*EXERCISE AIM*. Carry on the article about Jerusalem Pride from its last sentence, skipping the listing that follows it.

··· EXCERPT ···

As the development director of the Open House for Pride and Tolerance, Rabinowitz said she often saw religious youths, both Jewish and Arab, who were terrified to come out to their families, an admission that is far less traumatic in the US.
“What we learned is that people just want respect, and the young people just want to feel safe,” Rabinowitz said.
Schwartz said he is hopeful that change is coming within Orthodox communities, something he can see happening already.
A survey published earlier this month showed that 60% of Bayit Yehudi voters support the Surrogacy Law, Schwartz said at the panel.
Many Modern Orthodox Jews are supportive of LGBT rights, which is exemplified by the attendees at Jerusalem Pride Parade in recent years. Rabinowitz said she sees Jerusalem Pride as being more diverse than Tel Aviv Pride.
“Tel Aviv Pride is a party,” she said. “But Jerusalem is a little different.”
Rabinowitz said Jerusalem Pride reminds her of the civil rights marches in America in the 1960s. People still have a good time, but “it’s more of a civil rights issue,” she remarked.
As opposed to gay rights parades in other countries, in Israel, “If you’re not marching, you’re not in.... So that’s very important, because it gives people the feeling that they are the change,” Schwartz said.
He also added that the difference in name is important when comparing the Tel Aviv Pride Parade with the Jerusalem March for Pride and Tolerance.
“Those two names have a lot of meaning behind them. Here [in Jerusalem], it’s actually a demonstration,” Schwartz said.
The message, Rabinowitz and Schwartz said, is that the LGBT community in Jerusalem should be accepted as people like everyone else.
Unfortunately, as past events have proven, that is not always the case. Schwartz said the stabbing of Shira Banki in 2015 was a turning point for Israel’s LGBT community.
“I don’t think it influenced just the Jerusalem community but the whole Israeli community,” he said. “People felt this is something one cannot be silent about.”

··· PROVIDED INFORMATION ···

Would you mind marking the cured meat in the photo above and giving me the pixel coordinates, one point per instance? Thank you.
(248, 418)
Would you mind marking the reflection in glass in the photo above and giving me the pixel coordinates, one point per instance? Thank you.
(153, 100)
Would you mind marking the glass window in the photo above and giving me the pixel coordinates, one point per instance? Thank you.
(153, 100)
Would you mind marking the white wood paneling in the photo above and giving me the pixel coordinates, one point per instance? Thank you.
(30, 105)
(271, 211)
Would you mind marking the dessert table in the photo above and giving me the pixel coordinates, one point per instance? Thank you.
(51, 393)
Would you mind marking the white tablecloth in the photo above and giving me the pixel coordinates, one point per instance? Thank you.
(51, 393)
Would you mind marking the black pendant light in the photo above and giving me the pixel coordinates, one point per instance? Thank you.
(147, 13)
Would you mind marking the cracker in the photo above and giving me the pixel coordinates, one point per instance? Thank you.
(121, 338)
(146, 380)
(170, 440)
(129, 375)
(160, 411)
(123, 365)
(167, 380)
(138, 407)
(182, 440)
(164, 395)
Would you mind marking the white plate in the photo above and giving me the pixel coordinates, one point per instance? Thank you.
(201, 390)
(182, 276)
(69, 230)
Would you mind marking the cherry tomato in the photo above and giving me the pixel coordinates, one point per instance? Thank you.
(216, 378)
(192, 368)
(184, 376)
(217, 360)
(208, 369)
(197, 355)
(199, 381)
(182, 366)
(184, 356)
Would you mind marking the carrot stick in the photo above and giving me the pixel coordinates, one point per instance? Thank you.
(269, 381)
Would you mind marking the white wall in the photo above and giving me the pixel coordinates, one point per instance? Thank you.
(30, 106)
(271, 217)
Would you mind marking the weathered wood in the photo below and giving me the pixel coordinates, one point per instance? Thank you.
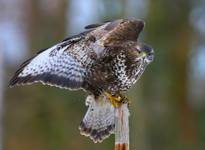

···

*RESPONSE AREA*.
Schwartz said he feels an obligation as a gay person and as religious Jew to make the march as inclusive as possible and to “accept people because they’re different.
“There is a very fundamental principle in Judaism saying that whatever God does, it’s for the better. Therefore, if God made me gay, and whatever he does is for the better, means that God thinks the best thing for [me] is to be gay,” he said. “The question that I have to ask myself is: ‘How do I make the world a better place with the gift that God gave me?’”
Still, many religious LGBT kids struggle, Rabinowitz said. “There’s so much work to be done around here.... We can be religious and be part of the LGBT community.”
With tensions high surrounding the recent Surrogacy Law and with the murder of Shira Banki in the 2015 parade still fresh in everyone’s memory, security at Thursday’s event will be extremely tight.
Hundreds of security personnel, including police officers, undercover officers, Border Police, other backup forces and volunteers will be deployed to protect marchers and preserve public order.
Thursday’s march is scheduled to begin at 5 p.m. in Liberty Bell Park, proceed up Keren Hayesod Street onto King George, then turn onto Hillel Street and wend its way to Independence Park, close to the center of town.
For security, entry to the march will be permitted only from Liberty Bell Park or Paris Square, the junction of Keren Hayesod Street and King George Avenue. Entry to the final event in Independence Park will also be allowed only to those who entered from either of those two points.
Police will also conduct security checks on parade participants at Liberty Bell Park, a step coordinated with parade organizers.
The streets on the parade route will be closed off to traffic from 3 p.m., as will major roads leading to the march.
Jeremy Sharon contributed to this report.